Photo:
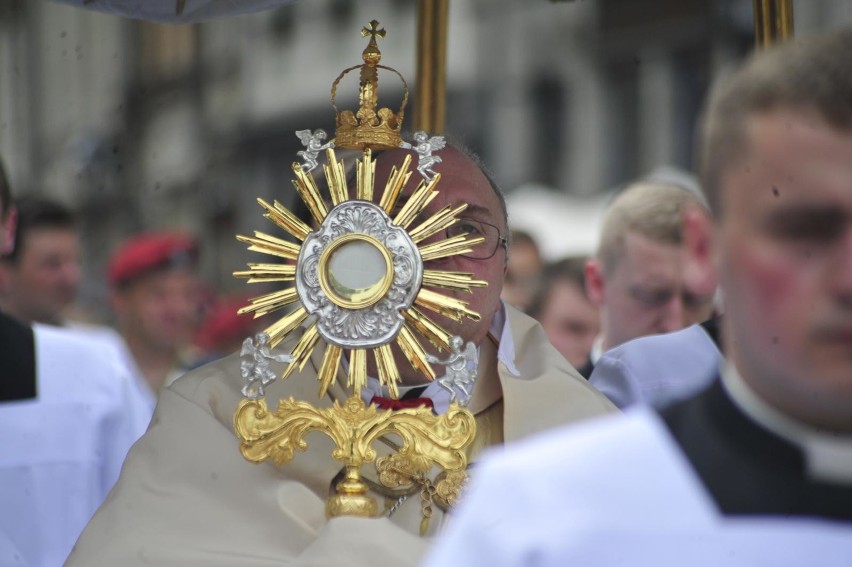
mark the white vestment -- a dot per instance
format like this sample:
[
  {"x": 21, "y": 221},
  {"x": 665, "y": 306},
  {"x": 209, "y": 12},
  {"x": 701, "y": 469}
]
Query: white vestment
[
  {"x": 658, "y": 370},
  {"x": 61, "y": 452},
  {"x": 618, "y": 491},
  {"x": 188, "y": 497}
]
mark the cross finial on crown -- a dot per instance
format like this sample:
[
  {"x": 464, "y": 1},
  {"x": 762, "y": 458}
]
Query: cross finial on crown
[{"x": 373, "y": 31}]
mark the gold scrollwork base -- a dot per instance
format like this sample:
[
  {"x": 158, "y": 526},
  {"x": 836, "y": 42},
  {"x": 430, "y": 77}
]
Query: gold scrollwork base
[{"x": 427, "y": 440}]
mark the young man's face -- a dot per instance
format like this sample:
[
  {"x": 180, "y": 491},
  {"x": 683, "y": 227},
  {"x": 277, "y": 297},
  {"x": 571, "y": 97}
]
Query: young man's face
[
  {"x": 44, "y": 279},
  {"x": 461, "y": 182},
  {"x": 160, "y": 309},
  {"x": 645, "y": 292},
  {"x": 570, "y": 320},
  {"x": 785, "y": 239}
]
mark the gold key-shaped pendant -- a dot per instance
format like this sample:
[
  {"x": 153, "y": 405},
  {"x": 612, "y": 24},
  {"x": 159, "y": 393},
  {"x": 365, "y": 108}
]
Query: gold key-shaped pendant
[{"x": 426, "y": 496}]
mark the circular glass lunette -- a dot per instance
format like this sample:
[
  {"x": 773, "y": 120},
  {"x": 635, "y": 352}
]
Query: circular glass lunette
[{"x": 355, "y": 271}]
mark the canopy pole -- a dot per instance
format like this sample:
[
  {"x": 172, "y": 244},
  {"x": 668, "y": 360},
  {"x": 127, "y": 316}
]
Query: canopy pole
[
  {"x": 773, "y": 21},
  {"x": 430, "y": 95}
]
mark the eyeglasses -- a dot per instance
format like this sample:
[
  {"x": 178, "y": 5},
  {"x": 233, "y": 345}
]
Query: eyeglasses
[{"x": 473, "y": 229}]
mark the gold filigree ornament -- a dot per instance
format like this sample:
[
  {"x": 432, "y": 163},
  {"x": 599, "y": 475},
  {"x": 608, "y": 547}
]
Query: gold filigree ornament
[{"x": 358, "y": 284}]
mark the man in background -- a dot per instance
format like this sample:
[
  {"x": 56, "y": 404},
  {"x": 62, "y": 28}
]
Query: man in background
[
  {"x": 757, "y": 468},
  {"x": 154, "y": 294},
  {"x": 40, "y": 275},
  {"x": 569, "y": 318},
  {"x": 636, "y": 276},
  {"x": 523, "y": 270},
  {"x": 68, "y": 416},
  {"x": 187, "y": 495}
]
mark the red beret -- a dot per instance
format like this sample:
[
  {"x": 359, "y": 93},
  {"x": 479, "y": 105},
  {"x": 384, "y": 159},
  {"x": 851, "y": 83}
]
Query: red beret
[
  {"x": 148, "y": 252},
  {"x": 223, "y": 326}
]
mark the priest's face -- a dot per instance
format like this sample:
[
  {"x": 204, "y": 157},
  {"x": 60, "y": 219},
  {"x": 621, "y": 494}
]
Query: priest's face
[
  {"x": 785, "y": 236},
  {"x": 461, "y": 182}
]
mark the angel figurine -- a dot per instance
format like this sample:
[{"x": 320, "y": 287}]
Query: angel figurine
[
  {"x": 313, "y": 146},
  {"x": 256, "y": 369},
  {"x": 424, "y": 147},
  {"x": 460, "y": 370}
]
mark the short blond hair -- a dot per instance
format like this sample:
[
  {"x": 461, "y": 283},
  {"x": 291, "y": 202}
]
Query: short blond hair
[
  {"x": 653, "y": 210},
  {"x": 809, "y": 74}
]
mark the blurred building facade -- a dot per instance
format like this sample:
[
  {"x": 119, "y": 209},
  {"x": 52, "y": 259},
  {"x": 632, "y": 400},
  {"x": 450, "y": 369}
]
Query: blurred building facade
[{"x": 139, "y": 125}]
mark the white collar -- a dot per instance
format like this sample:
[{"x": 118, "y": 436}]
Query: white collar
[
  {"x": 597, "y": 350},
  {"x": 441, "y": 397},
  {"x": 827, "y": 457}
]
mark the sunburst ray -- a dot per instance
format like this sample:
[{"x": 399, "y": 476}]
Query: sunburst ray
[
  {"x": 310, "y": 194},
  {"x": 268, "y": 273},
  {"x": 357, "y": 377},
  {"x": 441, "y": 220},
  {"x": 335, "y": 176},
  {"x": 328, "y": 370},
  {"x": 366, "y": 171},
  {"x": 281, "y": 328},
  {"x": 460, "y": 244},
  {"x": 270, "y": 245},
  {"x": 430, "y": 330},
  {"x": 450, "y": 307},
  {"x": 270, "y": 302},
  {"x": 303, "y": 350},
  {"x": 414, "y": 352},
  {"x": 415, "y": 204},
  {"x": 387, "y": 370},
  {"x": 285, "y": 219},
  {"x": 460, "y": 281},
  {"x": 397, "y": 180}
]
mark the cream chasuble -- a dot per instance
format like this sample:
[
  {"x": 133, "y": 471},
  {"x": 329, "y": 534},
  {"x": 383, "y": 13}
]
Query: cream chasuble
[{"x": 186, "y": 495}]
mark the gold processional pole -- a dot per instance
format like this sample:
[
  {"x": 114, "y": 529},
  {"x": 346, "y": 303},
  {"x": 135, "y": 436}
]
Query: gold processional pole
[
  {"x": 773, "y": 21},
  {"x": 430, "y": 91}
]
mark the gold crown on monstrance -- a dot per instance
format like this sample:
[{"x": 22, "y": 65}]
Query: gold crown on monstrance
[{"x": 369, "y": 127}]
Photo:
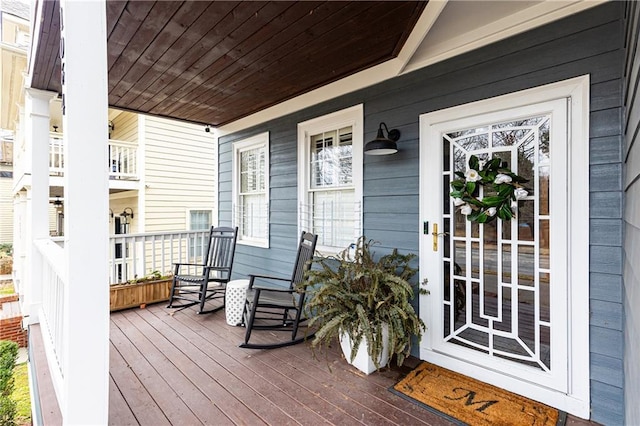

****************

#### [Assignment]
Set down all the entries exactly as they appear, but skip any pictures.

#### [Task output]
Photo:
mark the white vestment -- a dot per instance
format like this sample:
[
  {"x": 21, "y": 221},
  {"x": 665, "y": 306},
  {"x": 209, "y": 12},
  {"x": 701, "y": 469}
]
Query: white vestment
[
  {"x": 658, "y": 370},
  {"x": 61, "y": 452},
  {"x": 618, "y": 491},
  {"x": 188, "y": 497}
]
mark the cross finial on crown -- a dot per instance
format like this sample:
[
  {"x": 464, "y": 1},
  {"x": 762, "y": 458}
]
Query: cross finial on crown
[{"x": 373, "y": 31}]
mark the gold scrollwork base -- a dot per instance
format like this sample:
[
  {"x": 158, "y": 526},
  {"x": 836, "y": 42},
  {"x": 430, "y": 77}
]
Query: gold scrollwork base
[{"x": 427, "y": 440}]
mark the young man's face -- a dot per instance
format like this sample:
[
  {"x": 180, "y": 491},
  {"x": 683, "y": 227},
  {"x": 277, "y": 297},
  {"x": 571, "y": 97}
]
Query: young man's face
[
  {"x": 44, "y": 279},
  {"x": 461, "y": 182},
  {"x": 160, "y": 309},
  {"x": 645, "y": 292},
  {"x": 570, "y": 320},
  {"x": 785, "y": 239}
]
mark the gold key-shaped pendant -- a dot per instance
format like this sample:
[
  {"x": 153, "y": 405},
  {"x": 612, "y": 24},
  {"x": 159, "y": 393},
  {"x": 365, "y": 108}
]
Query: gold key-shaped pendant
[{"x": 426, "y": 496}]
mark the circular glass lunette -- a dot per instance
format like this sample:
[
  {"x": 773, "y": 120},
  {"x": 635, "y": 352}
]
Query: circular glass lunette
[{"x": 355, "y": 271}]
mark the canopy pole -- a dot per instance
format like this sample:
[
  {"x": 172, "y": 244},
  {"x": 668, "y": 360},
  {"x": 127, "y": 316}
]
Query: canopy pole
[
  {"x": 773, "y": 21},
  {"x": 430, "y": 95}
]
mark the eyeglasses -- a dot per instance
format like this sample:
[
  {"x": 178, "y": 5},
  {"x": 233, "y": 345}
]
Query: eyeglasses
[{"x": 473, "y": 229}]
mark the gold filigree ornament -- a dot per instance
format like this sample:
[
  {"x": 432, "y": 163},
  {"x": 599, "y": 475},
  {"x": 608, "y": 547}
]
Query: gold filigree ornament
[{"x": 358, "y": 284}]
mark the man in background -- a dot per instance
format like this sample:
[
  {"x": 56, "y": 404},
  {"x": 62, "y": 28}
]
Query: man in background
[
  {"x": 757, "y": 468},
  {"x": 154, "y": 294},
  {"x": 40, "y": 275},
  {"x": 569, "y": 318},
  {"x": 636, "y": 276},
  {"x": 523, "y": 270},
  {"x": 68, "y": 416},
  {"x": 187, "y": 495}
]
mark the red beret -- a dot per instance
format like this sample:
[
  {"x": 359, "y": 93},
  {"x": 479, "y": 105},
  {"x": 384, "y": 159},
  {"x": 851, "y": 83}
]
Query: red beret
[
  {"x": 148, "y": 252},
  {"x": 223, "y": 326}
]
mark the priest's face -- a dot per instance
format like this sample:
[
  {"x": 204, "y": 157},
  {"x": 60, "y": 219},
  {"x": 621, "y": 494}
]
Query: priest's face
[
  {"x": 785, "y": 236},
  {"x": 461, "y": 182}
]
mark the angel figurine -- a dot per instance
format like this sample:
[{"x": 320, "y": 287}]
Query: angel figurine
[
  {"x": 313, "y": 146},
  {"x": 256, "y": 369},
  {"x": 424, "y": 147},
  {"x": 460, "y": 370}
]
mark the short blond hair -- a dot per instance
format like this sample:
[
  {"x": 461, "y": 283},
  {"x": 291, "y": 202}
]
Query: short blond hair
[
  {"x": 653, "y": 210},
  {"x": 809, "y": 74}
]
mark the blurred building facade -- a dot per instance
format like this sample:
[
  {"x": 119, "y": 209},
  {"x": 52, "y": 259},
  {"x": 632, "y": 400},
  {"x": 450, "y": 369}
]
Query: blurred building facade
[{"x": 139, "y": 125}]
mark the white collar -- a dot per instance
format like this sample:
[{"x": 118, "y": 436}]
Query: white collar
[
  {"x": 597, "y": 350},
  {"x": 441, "y": 397},
  {"x": 827, "y": 457}
]
mark the sunburst ray -- a dot per instance
format like this sample:
[{"x": 399, "y": 476}]
Query: sunburst ray
[
  {"x": 310, "y": 194},
  {"x": 268, "y": 273},
  {"x": 357, "y": 377},
  {"x": 441, "y": 220},
  {"x": 335, "y": 176},
  {"x": 328, "y": 370},
  {"x": 366, "y": 171},
  {"x": 281, "y": 328},
  {"x": 460, "y": 244},
  {"x": 270, "y": 245},
  {"x": 430, "y": 330},
  {"x": 450, "y": 307},
  {"x": 270, "y": 302},
  {"x": 303, "y": 350},
  {"x": 414, "y": 352},
  {"x": 415, "y": 204},
  {"x": 387, "y": 370},
  {"x": 285, "y": 219},
  {"x": 460, "y": 281},
  {"x": 397, "y": 180}
]
mark the cream chasuble -- a dot per instance
format like this sample:
[
  {"x": 133, "y": 471},
  {"x": 329, "y": 534},
  {"x": 383, "y": 13}
]
Query: cream chasuble
[{"x": 186, "y": 495}]
mark the gold processional pole -- a dot per instance
format like this sample:
[
  {"x": 114, "y": 529},
  {"x": 346, "y": 303},
  {"x": 135, "y": 436}
]
Query: gold processional pole
[
  {"x": 773, "y": 21},
  {"x": 430, "y": 91}
]
mark the gold crown on monstrance -- a dot per instance
format like this sample:
[{"x": 22, "y": 65}]
Query: gold crown on monstrance
[{"x": 369, "y": 127}]
Photo:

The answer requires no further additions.